• [Goals]
• a. List every parameter that the web scraping text says requires a Business plan and a valid API key.
• b. Answer these from the web scraping text:
(i) What request rate does a delay of one second per request limit load to?
(ii) Through which headers should scrapers identify themselves when operating at scale?
(iii) What does the text recommend for server-side scraping or high-volume rotation?
• c. Write out the part of the web scraping text starting with "Distributed scraping across" and going on through "large‑scale scraping workloads.".

• [Text]
◆ ◆ ◆ ◆

Rate Limiting and Politeness

Responsible web scraping respects server resources and website terms of service. Rate limiting controls request frequency preventing server overload and avoiding IP bans. A simple approach delays a fixed interval between requests—one second per request limits load to 60 requests per minute. More sophisticated rate limiters implement token buckets or sliding windows allowing bursts while maintaining average rates.

Distributed scraping across multiple IPs enables higher aggregate throughput while keeping per-IP rates reasonable. Dedicated proxy pools handle rotation and geographic distribution for large‑scale scraping workloads.

Scrapers should identify themselves through User-Agent headers rather than masquerading as browsers when operating at scale. Many sites appreciate being notified about bot traffic and may provide official APIs or data access agreements for legitimate use cases. Including contact information in User-Agent strings enables site owners to reach out about excessive load or policy violations rather than immediately blocking access.

Using CorsProxy for Web Scraping

CorsProxy is a CORS‑friendly proxy that lets browser code fetch cross‑origin content without running a separate proxy server. It is best suited for browser‑based scraping or API access where CORS blocks requests.

For server‑side scraping or high‑volume rotation, use a dedicated proxy provider. CorsProxy focuses on simplifying CORS‑blocked fetches in front‑end environments.

Business plan note: extract, input, output, and ttl require a Business plan and a valid API key.

CorsProxy’s URL parameter approach simplifies integration compared to traditional proxy protocols requiring low-level HTTP client configuration. Applications make standard HTTPS requests to CorsProxy URLs without proxy protocol support, session management, or authentication handling beyond API key inclusion. This works seamlessly with browsers, serverless functions, and any environment supporting HTTPS fetch.

◆ ◆ ◆ ◆

• [Data rows]
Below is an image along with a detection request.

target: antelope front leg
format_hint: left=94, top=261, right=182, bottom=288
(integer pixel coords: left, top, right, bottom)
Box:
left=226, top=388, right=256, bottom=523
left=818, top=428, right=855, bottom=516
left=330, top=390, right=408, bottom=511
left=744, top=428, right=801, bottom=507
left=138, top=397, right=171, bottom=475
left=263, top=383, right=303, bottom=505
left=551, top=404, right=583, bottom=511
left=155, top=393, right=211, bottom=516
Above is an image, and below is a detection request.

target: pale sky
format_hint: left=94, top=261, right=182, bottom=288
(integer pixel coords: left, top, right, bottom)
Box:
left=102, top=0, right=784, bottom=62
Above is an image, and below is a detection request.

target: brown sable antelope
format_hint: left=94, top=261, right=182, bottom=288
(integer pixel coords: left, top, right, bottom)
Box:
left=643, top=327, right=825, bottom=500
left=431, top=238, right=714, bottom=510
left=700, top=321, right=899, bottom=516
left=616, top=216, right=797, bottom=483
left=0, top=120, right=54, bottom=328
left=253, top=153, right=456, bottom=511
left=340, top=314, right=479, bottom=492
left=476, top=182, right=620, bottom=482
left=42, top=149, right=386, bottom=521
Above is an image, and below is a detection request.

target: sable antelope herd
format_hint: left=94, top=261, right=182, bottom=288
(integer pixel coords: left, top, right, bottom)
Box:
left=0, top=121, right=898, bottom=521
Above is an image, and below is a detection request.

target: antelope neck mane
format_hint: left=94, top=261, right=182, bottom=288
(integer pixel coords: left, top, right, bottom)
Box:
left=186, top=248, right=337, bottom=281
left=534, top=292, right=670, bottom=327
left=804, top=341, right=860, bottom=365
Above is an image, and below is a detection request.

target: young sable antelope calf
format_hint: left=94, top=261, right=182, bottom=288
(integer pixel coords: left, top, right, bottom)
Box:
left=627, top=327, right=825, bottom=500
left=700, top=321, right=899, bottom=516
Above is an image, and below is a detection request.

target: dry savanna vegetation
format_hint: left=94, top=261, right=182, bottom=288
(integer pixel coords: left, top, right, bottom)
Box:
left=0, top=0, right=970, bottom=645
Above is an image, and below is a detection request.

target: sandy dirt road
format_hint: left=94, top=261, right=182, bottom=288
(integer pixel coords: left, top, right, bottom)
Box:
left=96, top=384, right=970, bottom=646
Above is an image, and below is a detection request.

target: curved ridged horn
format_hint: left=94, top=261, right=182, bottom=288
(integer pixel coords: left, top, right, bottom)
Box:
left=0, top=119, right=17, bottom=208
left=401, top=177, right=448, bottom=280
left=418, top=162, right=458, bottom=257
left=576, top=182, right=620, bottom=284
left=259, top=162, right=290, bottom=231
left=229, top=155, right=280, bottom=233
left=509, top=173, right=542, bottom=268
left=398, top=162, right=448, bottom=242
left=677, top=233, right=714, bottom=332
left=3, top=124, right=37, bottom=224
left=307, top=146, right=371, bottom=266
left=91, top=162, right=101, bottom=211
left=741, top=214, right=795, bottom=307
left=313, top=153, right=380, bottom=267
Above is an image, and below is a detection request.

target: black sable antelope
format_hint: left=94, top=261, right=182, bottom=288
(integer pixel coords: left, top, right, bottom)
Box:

◆ ◆ ◆ ◆

• [Answers by task]
• a. extract, input, output, ttl

• b.
(i) 60 requests per minute
(ii) User-Agent headers
(iii) A dedicated proxy provider

• c.
Distributed scraping across multiple IPs enables higher aggregate throughput while keeping per-IP rates reasonable. Dedicated proxy pools handle rotation and geographic distribution for large‑scale scraping workloads.